**WHAT IS NEEDED:** Can you retype every record below exactly as written?

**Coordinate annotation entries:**

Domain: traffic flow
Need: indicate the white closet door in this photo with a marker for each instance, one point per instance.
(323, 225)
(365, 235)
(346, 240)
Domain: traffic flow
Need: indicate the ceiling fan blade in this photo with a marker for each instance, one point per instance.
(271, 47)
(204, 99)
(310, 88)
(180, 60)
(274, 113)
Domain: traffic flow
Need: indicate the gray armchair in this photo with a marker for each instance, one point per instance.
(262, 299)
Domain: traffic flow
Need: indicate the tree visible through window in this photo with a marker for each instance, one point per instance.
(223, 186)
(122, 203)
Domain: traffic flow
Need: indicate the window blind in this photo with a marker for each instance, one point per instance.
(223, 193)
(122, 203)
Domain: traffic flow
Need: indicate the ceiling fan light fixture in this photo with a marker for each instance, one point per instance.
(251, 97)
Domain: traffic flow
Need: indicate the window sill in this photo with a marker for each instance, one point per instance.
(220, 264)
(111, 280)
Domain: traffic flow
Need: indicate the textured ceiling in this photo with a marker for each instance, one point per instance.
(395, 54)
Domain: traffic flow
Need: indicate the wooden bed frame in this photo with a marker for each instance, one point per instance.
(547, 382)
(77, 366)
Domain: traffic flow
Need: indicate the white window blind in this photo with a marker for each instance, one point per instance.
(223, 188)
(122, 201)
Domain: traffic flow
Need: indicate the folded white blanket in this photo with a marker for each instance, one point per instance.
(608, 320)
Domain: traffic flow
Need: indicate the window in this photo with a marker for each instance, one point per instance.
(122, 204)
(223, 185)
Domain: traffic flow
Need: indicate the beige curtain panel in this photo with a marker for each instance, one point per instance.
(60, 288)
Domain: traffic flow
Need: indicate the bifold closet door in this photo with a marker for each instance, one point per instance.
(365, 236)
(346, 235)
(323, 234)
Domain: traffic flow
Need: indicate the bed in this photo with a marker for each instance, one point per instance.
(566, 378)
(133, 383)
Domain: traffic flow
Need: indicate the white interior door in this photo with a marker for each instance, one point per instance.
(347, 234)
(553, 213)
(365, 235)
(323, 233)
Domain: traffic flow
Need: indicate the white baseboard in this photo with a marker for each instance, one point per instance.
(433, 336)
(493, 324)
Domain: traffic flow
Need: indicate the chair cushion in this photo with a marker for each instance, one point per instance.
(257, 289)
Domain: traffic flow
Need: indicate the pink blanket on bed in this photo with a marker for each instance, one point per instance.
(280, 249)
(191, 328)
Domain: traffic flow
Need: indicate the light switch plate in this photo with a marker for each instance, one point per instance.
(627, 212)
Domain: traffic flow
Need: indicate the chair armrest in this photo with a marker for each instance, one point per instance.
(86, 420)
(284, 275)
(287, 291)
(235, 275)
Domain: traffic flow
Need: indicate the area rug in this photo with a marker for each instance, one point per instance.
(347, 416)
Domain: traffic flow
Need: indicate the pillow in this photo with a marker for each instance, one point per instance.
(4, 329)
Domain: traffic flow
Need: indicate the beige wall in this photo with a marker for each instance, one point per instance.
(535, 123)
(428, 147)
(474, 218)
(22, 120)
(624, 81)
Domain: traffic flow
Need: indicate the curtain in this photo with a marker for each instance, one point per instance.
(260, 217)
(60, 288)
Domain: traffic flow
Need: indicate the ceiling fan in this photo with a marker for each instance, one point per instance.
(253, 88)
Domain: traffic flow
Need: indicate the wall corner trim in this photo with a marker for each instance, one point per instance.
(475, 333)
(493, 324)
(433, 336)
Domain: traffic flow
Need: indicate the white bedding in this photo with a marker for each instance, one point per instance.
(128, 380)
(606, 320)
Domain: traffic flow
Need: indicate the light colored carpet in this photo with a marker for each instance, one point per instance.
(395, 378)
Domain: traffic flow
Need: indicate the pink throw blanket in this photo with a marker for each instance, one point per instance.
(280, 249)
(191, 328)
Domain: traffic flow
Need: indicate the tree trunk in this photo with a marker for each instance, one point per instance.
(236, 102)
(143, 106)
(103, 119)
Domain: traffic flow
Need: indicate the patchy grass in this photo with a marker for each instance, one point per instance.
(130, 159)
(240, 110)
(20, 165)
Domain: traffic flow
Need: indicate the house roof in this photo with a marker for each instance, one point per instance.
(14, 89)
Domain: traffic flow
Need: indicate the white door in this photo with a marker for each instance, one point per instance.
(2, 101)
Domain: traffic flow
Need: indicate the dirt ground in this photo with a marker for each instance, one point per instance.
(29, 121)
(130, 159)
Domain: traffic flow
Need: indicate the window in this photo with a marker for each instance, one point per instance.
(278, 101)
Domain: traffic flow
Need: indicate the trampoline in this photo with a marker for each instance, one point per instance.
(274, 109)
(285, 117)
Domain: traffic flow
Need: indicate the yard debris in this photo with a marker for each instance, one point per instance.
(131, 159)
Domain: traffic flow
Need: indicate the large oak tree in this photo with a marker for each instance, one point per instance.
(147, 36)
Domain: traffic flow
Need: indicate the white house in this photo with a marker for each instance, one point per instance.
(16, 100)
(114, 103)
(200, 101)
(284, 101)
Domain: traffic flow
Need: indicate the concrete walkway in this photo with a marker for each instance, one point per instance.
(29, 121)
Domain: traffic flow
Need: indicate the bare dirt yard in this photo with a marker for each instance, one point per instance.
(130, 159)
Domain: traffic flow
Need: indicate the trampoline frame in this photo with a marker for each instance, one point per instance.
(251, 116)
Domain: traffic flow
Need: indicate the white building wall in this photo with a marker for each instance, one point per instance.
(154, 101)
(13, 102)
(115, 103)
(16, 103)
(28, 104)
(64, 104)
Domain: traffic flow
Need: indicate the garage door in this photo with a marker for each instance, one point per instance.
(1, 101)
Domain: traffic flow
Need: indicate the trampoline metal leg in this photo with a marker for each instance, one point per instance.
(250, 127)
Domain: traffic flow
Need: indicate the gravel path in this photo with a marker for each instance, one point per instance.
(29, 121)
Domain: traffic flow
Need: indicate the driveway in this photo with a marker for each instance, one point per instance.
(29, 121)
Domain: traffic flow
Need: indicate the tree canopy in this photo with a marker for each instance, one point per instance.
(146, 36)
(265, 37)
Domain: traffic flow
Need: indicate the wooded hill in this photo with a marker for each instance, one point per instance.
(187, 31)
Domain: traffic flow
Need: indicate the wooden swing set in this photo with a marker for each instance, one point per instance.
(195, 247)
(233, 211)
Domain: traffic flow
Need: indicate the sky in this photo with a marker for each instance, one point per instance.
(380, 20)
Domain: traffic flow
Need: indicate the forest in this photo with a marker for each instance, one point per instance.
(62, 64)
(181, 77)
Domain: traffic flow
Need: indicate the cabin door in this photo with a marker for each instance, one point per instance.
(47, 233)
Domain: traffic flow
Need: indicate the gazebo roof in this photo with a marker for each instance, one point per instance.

**FULL ANSWER:**
Domain: traffic flow
Need: indicate the white closet door in this photo with a marker for each instance, one point per instance.
(323, 225)
(365, 235)
(346, 240)
Domain: traffic flow
Need: indicate the ceiling fan blade in this photo with a marker for each instance, one point per instance.
(271, 47)
(204, 99)
(310, 88)
(180, 60)
(274, 113)
Domain: traffic flow
Need: indicate the gray armchair in this photo with a marker for each instance, one point per instance.
(262, 299)
Domain: traffic flow
Need: indicate the tree visible through window in this photo with a marker for each instance, one point per instance.
(223, 186)
(122, 203)
Domain: traffic flow
Need: indicate the window blind in this photo with a marker for each instance, one point per instance.
(223, 193)
(122, 203)
Domain: traffic flow
Need: indicate the ceiling fan light fixture in this photo with a marker for each instance, one point per instance.
(251, 97)
Domain: traffic flow
Need: indicate the window sill in this photo with a marker for each instance, one point per instance.
(220, 264)
(111, 280)
Domain: traffic flow
Need: indicate the textured ceiling in this photo with a marker for each instance, one point per instance.
(395, 54)
Domain: traffic flow
Need: indicate the wooden bed frame in this photo with a marker for each instance, one point per instance.
(547, 382)
(77, 366)
Domain: traffic flow
Need: indicate the white window blind in this photo with a marker for each instance, one point per instance.
(223, 188)
(122, 201)
Domain: traffic flow
Need: indicate the folded white blanket in this photo with a marker for each instance, one point per instance.
(608, 320)
Domain: traffic flow
Need: indicate the window in this photo with a marker for each instance, one point per instance.
(122, 204)
(223, 185)
Domain: traffic flow
Need: indicate the beige curtain panel in this photo with a marker for each instance, one point per instance.
(60, 288)
Domain: traffic flow
Need: indicate the bifold closet door in this photo with a marker for each instance, one point per instance.
(365, 236)
(346, 235)
(323, 234)
Domain: traffic flow
Need: indicate the bed in this photo with a marker for each instance, one point per instance.
(566, 378)
(133, 383)
Domain: traffic flow
Need: indicate the white interior door in this photo with a marker for each instance, one point per instance.
(347, 234)
(553, 213)
(365, 235)
(323, 233)
Domain: traffic flow
Need: indicate the white baseboard in this photo with a marker for each instance, one point per instance.
(433, 336)
(493, 324)
Domain: traffic flow
Need: indicate the chair cushion in this photo with a marker for each instance, one point per instance.
(257, 289)
Domain: traffic flow
Need: indicate the pink blanket on bed in this photo with a marker for each instance, one point per instance.
(280, 249)
(191, 328)
Domain: traffic flow
Need: indicate the light switch plate in this photo with a marker for each instance, one point per instance.
(627, 212)
Domain: traffic flow
Need: indicate the chair armrest in this photo with a marker for each instance, one point per instance.
(86, 420)
(284, 275)
(287, 291)
(235, 275)
Domain: traffic flow
Need: indicate the area rug in this photo with a marker for each instance, one point per instance.
(347, 416)
Domain: traffic flow
Need: indicate the pillow in this photo with a marker for each instance, one point per instance.
(4, 329)
Domain: traffic flow
Need: indicate the beige wall in this photo with a marker for each instance, one point per instance.
(535, 123)
(428, 147)
(474, 218)
(22, 120)
(624, 81)
Domain: traffic flow
Need: indicate the curtain in this photo with a marker for each instance, one point per instance.
(260, 217)
(60, 288)
Domain: traffic flow
Need: indicate the ceiling fan in this photo with a marker for each instance, one point per instance.
(253, 88)
Domain: traffic flow
Need: indicate the wall corner trim in this photo with a marker for each instance, one point per instance.
(475, 333)
(493, 324)
(433, 336)
Domain: traffic flow
Need: indicate the white bedding in this photo with a marker for each instance, one point per instance.
(128, 380)
(606, 320)
Domain: traffic flow
Need: indicate the light colored carpet in this photo with a marker for each instance, one point per instance.
(395, 378)
Domain: traffic flow
Need: indicate the pink throw blanket in this photo with a marker for each instance, one point per instance.
(280, 249)
(191, 328)
Domain: traffic flow
Need: indicate the tree trunk in this photo with a marker for each instance, one point per instance.
(236, 102)
(143, 106)
(103, 119)
Domain: traffic flow
Need: indicate the patchy grass in this photo with a marker for each instance, one point per instance.
(130, 159)
(240, 110)
(20, 165)
Domain: traffic flow
Need: indicate the house roof in this photo with a marker for each instance, one point per instance.
(14, 89)
Domain: traffic flow
Need: indicate the white door in this photo with a marker for each instance, one point per instance.
(2, 101)
Domain: traffic flow
Need: indicate the dirt ground in this photo with a marker for each instance, one point per instance.
(29, 121)
(130, 159)
Domain: traffic flow
Need: indicate the window in this photo with a marker for each instance, one point per instance.
(278, 101)
Domain: traffic flow
Need: indicate the trampoline in this photo with a marker for each instance, one point per instance.
(274, 109)
(285, 117)
Domain: traffic flow
Need: indicate the yard debris in this photo with a marker for each instance, one point per instance.
(131, 159)
Domain: traffic flow
Need: indicate the large oak tree in this photo with a marker for each instance, one point per instance.
(147, 36)
Domain: traffic flow
Need: indicate the white house in this photo with a marker for each instance, one point per instance.
(16, 100)
(114, 103)
(200, 101)
(284, 101)
Domain: traffic flow
Need: indicate the concrete walkway in this photo with a marker for each instance, one point per instance.
(29, 121)
Domain: traffic flow
Need: indicate the bare dirt yard in this photo with a marker for each instance, one point per instance.
(130, 159)
Domain: traffic flow
Need: indicate the trampoline frame in this photo with a marker for each instance, one point per instance.
(251, 116)
Domain: traffic flow
Need: indicate the white building wall in this photo with a marker for each instance, one point per instance.
(154, 101)
(13, 102)
(115, 103)
(16, 103)
(28, 104)
(64, 104)
Domain: traffic flow
Need: indicate the garage door in this photo with a marker for each instance, one point per instance.
(1, 101)
Domain: traffic flow
Need: indicate the trampoline metal leg in this photo with a marker for each instance, one point per instance.
(250, 127)
Domain: traffic flow
Need: indicate the gravel path in this photo with a marker for each instance, one point per instance.
(29, 121)
Domain: traffic flow
Need: indicate the driveway in this photo with a marker for each instance, one point per instance.
(29, 121)
Domain: traffic flow
Need: indicate the tree canopy in this photo with a marker for each instance, one point per instance.
(146, 36)
(265, 37)
Domain: traffic flow
Need: indicate the wooded hill in this photo with a marker for each instance, one point per instance.
(187, 31)
Domain: traffic flow
Need: indicate the wooden swing set in this photo with a marker for each instance, one point per instance.
(195, 247)
(233, 211)
Domain: traffic flow
Need: indicate the sky in this photo with a marker for each instance, one point per instance.
(380, 20)
Domain: traffic flow
Need: indicate the forest in this photo with a marker for each instance, one point per instance.
(62, 64)
(181, 77)
Domain: traffic flow
Need: indicate the cabin door in this photo with a marker for each instance, one point per instance.
(47, 233)
Domain: traffic flow
Need: indicate the gazebo roof in this photo with a marker for each instance, one point per instance.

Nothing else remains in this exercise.